[Pointing dataset records]
>> start
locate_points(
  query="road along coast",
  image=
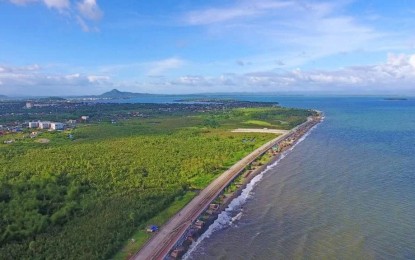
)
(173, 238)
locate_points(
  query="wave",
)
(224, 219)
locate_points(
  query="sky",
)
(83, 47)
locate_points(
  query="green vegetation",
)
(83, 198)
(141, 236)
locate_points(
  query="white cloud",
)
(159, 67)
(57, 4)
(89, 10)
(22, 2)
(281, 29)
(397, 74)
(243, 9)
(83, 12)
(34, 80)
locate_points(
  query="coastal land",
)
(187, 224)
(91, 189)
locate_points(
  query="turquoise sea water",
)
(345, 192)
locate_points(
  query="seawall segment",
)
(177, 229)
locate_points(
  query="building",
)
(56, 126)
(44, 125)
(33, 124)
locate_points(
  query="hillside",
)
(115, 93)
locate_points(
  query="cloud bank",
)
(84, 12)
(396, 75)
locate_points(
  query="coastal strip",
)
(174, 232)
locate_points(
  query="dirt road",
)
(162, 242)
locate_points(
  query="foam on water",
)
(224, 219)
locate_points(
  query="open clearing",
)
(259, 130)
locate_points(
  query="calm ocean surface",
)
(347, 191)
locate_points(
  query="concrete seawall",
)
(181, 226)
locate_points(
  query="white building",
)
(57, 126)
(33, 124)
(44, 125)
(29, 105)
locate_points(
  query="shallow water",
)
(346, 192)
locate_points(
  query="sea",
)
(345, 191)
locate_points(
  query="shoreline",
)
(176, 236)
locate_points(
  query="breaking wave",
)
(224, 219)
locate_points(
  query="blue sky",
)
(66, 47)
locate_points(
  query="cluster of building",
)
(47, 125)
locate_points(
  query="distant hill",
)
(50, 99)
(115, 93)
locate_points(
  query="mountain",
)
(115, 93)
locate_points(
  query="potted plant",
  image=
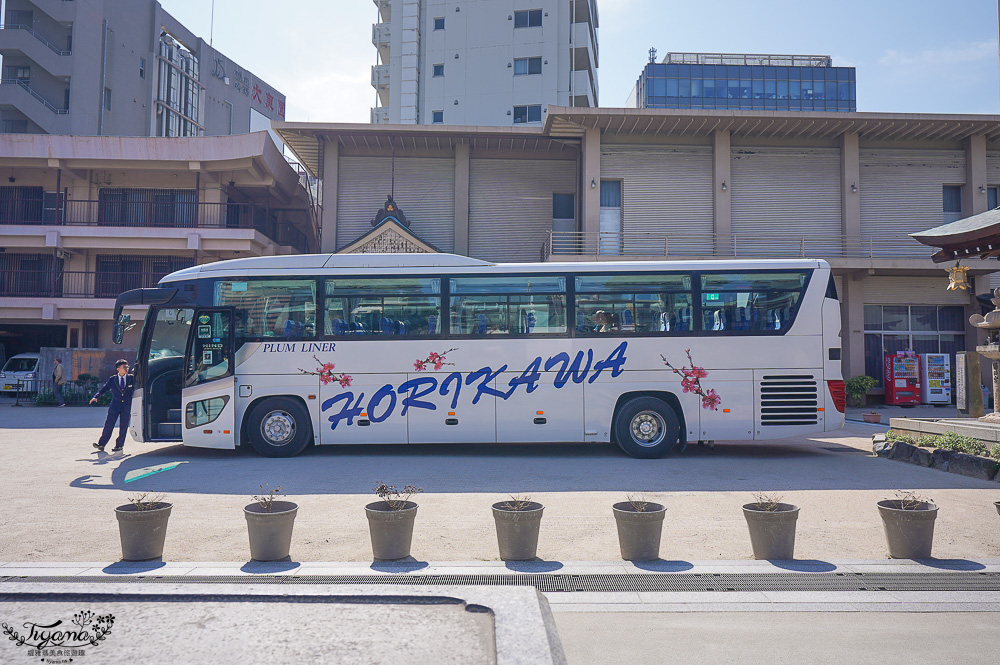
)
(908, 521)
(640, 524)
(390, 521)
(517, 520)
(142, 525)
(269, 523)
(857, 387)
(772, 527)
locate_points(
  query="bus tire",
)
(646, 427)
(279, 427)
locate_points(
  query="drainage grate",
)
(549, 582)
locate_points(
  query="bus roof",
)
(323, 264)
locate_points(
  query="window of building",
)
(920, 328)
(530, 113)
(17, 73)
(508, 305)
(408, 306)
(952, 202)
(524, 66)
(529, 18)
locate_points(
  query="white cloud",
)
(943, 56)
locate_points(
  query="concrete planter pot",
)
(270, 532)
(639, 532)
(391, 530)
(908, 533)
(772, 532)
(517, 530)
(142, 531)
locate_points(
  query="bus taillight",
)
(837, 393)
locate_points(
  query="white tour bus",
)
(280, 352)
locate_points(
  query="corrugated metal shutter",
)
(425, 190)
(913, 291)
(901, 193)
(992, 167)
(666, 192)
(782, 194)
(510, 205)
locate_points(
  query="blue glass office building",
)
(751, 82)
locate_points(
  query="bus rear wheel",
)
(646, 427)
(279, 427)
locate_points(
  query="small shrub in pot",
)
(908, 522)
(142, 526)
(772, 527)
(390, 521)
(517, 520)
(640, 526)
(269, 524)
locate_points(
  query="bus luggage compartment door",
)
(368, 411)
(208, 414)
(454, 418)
>> end
- _Short problem_: Print out the material word for word, omitting the pictures.

- _Finished answer_:
locate_points(
  query="road along coast",
  image=
)
(173, 238)
locate_points(
  query="wave",
)
(224, 219)
locate_points(
  query="sky",
)
(83, 47)
locate_points(
  query="green vegetation",
)
(83, 198)
(141, 236)
locate_points(
  query="white cloud",
)
(159, 67)
(57, 4)
(89, 10)
(22, 2)
(281, 29)
(397, 74)
(243, 9)
(83, 12)
(34, 80)
locate_points(
  query="coastal land",
)
(187, 224)
(91, 189)
locate_points(
  query="turquoise sea water",
)
(345, 192)
locate_points(
  query="seawall segment",
)
(177, 229)
locate_points(
  query="building",
)
(56, 126)
(44, 125)
(33, 124)
locate_points(
  query="hillside",
)
(115, 93)
locate_points(
  query="cloud bank",
)
(84, 12)
(396, 75)
locate_points(
  query="coastal strip",
)
(174, 232)
locate_points(
  query="dirt road",
)
(162, 242)
locate_points(
  query="foam on water",
)
(224, 219)
locate_points(
  query="open clearing",
)
(259, 130)
locate_points(
  query="calm ocean surface",
)
(347, 191)
locate_points(
  query="concrete seawall",
)
(181, 226)
locate_points(
  query="white building",
)
(57, 126)
(33, 124)
(44, 125)
(29, 105)
locate_points(
  query="shallow water",
)
(346, 192)
locate_points(
  query="sea",
)
(345, 191)
locate_points(
  query="shoreline",
)
(176, 236)
locate_points(
  query="breaking wave",
)
(224, 219)
locate_points(
  query="blue sky",
)
(66, 47)
locate_points(
  query="cluster of building",
)
(47, 125)
locate_points(
  query="distant hill",
)
(50, 99)
(115, 93)
locate_points(
  query="mountain",
)
(115, 93)
locate_points(
  query="potted plant",
  image=
)
(908, 521)
(640, 524)
(390, 521)
(517, 520)
(142, 525)
(269, 523)
(857, 387)
(772, 527)
locate_points(
  query="bus tire",
)
(646, 427)
(279, 427)
locate_points(
  query="drainage grate",
)
(549, 582)
locate_points(
  query="bus roof",
)
(323, 264)
locate_points(
  query="window of building",
)
(920, 328)
(530, 113)
(17, 73)
(508, 305)
(408, 306)
(952, 202)
(524, 66)
(529, 18)
locate_points(
  query="white cloud",
)
(943, 56)
locate_points(
  query="concrete planter pot",
)
(270, 532)
(639, 532)
(391, 530)
(908, 533)
(772, 532)
(517, 530)
(142, 531)
locate_points(
  query="bus taillight",
)
(837, 393)
locate_points(
  query="white tour bus",
)
(280, 352)
locate_points(
  query="corrugated metal shutter",
)
(425, 190)
(913, 291)
(901, 193)
(992, 167)
(666, 192)
(782, 194)
(510, 205)
locate_points(
  query="blue glass office building",
)
(751, 82)
locate_points(
  query="bus rear wheel",
)
(646, 427)
(279, 427)
locate_points(
  query="small shrub in pot",
)
(908, 522)
(142, 526)
(772, 527)
(390, 521)
(517, 520)
(640, 526)
(269, 524)
locate_points(
  query="bus luggage compartment door",
)
(368, 411)
(208, 414)
(454, 418)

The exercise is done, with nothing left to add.